Among the lines of the records, find all that carry the word "yellowish" and copy them.

• Provided data:
=== Begin Enclosure ===

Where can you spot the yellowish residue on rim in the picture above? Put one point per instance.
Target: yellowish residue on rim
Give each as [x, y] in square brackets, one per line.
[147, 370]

=== End Enclosure ===
=== Begin Enclosure ===

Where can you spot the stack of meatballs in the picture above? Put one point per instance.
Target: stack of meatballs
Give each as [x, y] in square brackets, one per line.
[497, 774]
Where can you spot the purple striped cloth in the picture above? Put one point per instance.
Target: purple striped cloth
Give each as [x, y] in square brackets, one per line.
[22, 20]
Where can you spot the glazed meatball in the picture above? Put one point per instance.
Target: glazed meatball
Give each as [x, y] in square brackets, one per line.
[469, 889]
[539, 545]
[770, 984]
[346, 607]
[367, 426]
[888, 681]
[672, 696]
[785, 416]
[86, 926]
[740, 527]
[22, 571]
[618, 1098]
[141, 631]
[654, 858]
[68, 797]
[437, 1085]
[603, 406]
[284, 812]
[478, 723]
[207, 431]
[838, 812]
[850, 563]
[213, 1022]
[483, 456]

=== End Enclosure ===

• Task answer:
Where can you spot the yellowish residue on rim in the picture above? Put one point per instance.
Target: yellowish residue on rim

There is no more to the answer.